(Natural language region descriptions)
::::

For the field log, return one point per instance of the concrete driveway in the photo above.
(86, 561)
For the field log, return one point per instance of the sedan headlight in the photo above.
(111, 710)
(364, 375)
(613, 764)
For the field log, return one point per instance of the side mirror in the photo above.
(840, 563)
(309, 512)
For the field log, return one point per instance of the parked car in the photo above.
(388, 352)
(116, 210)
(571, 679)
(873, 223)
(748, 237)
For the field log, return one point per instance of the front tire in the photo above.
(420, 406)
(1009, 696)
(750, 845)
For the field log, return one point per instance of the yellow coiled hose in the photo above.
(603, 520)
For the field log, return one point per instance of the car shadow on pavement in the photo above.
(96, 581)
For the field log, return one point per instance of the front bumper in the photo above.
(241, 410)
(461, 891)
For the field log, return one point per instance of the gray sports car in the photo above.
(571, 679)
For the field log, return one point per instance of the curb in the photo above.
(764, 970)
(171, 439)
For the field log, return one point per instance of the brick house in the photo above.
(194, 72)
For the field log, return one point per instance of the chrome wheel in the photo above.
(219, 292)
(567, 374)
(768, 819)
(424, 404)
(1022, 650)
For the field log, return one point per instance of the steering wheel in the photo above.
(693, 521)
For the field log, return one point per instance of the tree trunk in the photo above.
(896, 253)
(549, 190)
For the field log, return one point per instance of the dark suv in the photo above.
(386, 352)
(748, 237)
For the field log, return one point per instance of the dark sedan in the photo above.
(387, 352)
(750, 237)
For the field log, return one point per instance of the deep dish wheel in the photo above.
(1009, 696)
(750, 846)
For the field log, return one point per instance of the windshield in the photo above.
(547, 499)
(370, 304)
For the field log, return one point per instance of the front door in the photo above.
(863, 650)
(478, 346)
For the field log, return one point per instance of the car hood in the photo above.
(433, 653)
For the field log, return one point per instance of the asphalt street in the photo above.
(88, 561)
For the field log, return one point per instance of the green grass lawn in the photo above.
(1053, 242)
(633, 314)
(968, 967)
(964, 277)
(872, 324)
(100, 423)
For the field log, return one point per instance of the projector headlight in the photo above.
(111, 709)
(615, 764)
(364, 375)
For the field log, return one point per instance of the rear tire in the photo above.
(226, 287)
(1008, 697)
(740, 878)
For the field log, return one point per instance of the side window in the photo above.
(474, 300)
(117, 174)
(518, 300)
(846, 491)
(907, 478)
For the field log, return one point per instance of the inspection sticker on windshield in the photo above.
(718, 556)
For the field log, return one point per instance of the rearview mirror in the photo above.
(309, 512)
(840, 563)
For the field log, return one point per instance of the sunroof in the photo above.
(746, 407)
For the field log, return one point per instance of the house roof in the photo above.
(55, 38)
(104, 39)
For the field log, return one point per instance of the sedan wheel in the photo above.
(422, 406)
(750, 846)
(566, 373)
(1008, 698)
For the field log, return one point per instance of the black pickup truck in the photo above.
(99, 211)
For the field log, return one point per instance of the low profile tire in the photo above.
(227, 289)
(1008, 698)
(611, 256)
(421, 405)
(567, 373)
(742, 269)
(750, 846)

::::

**Exercise brief**
Each entry above must be retyped exactly.

**Answer to this problem**
For the field log, return one point per instance of the concrete driveway in the photo above.
(86, 561)
For the field log, return one point per instance of the sedan headlight in the photo above.
(111, 710)
(364, 375)
(613, 764)
For the field log, return one point per instance of the side mirror in the photo above.
(840, 563)
(309, 512)
For the field log, return one point per instance of the parked car in the photo above.
(388, 352)
(116, 210)
(571, 679)
(873, 223)
(748, 237)
For the field log, return one point per instance of the front tire in the photo above.
(420, 406)
(1009, 696)
(750, 845)
For the field log, return one point per instance of the yellow coiled hose in the photo above.
(603, 520)
For the field log, return one point per instance of the car shadow on pavement in the photo above.
(96, 581)
For the field log, return one point per instance of the front bumper in the photo above.
(241, 410)
(461, 891)
For the field log, return one point per instance of the gray sports car in the photo above.
(571, 679)
For the field log, return one point per instance of the curb in the photo above.
(764, 970)
(171, 439)
For the field log, return one point per instance of the brick house in the photo above.
(194, 72)
For the field log, return one point per instance of the chrome wheel in the photo above.
(219, 292)
(567, 374)
(768, 819)
(424, 404)
(1022, 650)
For the field log, return one point per instance of the steering wheel in the photo above.
(693, 521)
For the field log, return one point per instance of the tree trunk in the photo above.
(896, 253)
(549, 190)
For the field log, return one point per instance of the dark suv in the photo above.
(386, 352)
(748, 237)
For the field log, return one point per instance of the dark sedan in the photo above.
(387, 352)
(750, 237)
For the field log, return one point per instance of the deep dish wheel in the photo above.
(1009, 696)
(750, 846)
For the field log, return one point per instance of the windshield in the photo above.
(547, 499)
(370, 304)
For the field log, return one point per instance of the front door in the photo above.
(863, 650)
(478, 346)
For the field log, return one point per instance of the car hood in the photo above.
(433, 653)
For the field log, return one point per instance of the asphalt street in the photo above.
(88, 561)
For the field log, return one point per instance of the green grass lawn in the photo above.
(1053, 242)
(633, 314)
(968, 967)
(964, 277)
(872, 324)
(100, 423)
For the field log, return one point per instance of the projector headlight in the photo above.
(111, 709)
(615, 764)
(364, 375)
For the field log, return one point per instance of the rear tire in the photo above.
(226, 287)
(1008, 697)
(740, 878)
For the field log, return one point per instance of the side window in the photo above.
(474, 300)
(117, 174)
(518, 300)
(846, 491)
(907, 478)
For the field log, return one point per instance of the inspection sticker on windshield in the photo above.
(718, 556)
For the field log, return one point per instance of the rearview mirror in the photo above.
(309, 512)
(840, 563)
For the field log, return one point per instance of the sunroof in the photo above.
(746, 407)
For the field log, return one point per instance of the house roof in the photo above.
(55, 38)
(104, 39)
For the field log, return one point per instance of the sedan wheel in the photo above.
(422, 406)
(750, 846)
(566, 373)
(1008, 698)
For the field log, return one point per instance of the black pickup truck in the photo above.
(99, 211)
For the field log, return one point per instance of the low profile tire in the photo above.
(227, 289)
(1008, 698)
(611, 256)
(421, 405)
(567, 373)
(742, 269)
(750, 846)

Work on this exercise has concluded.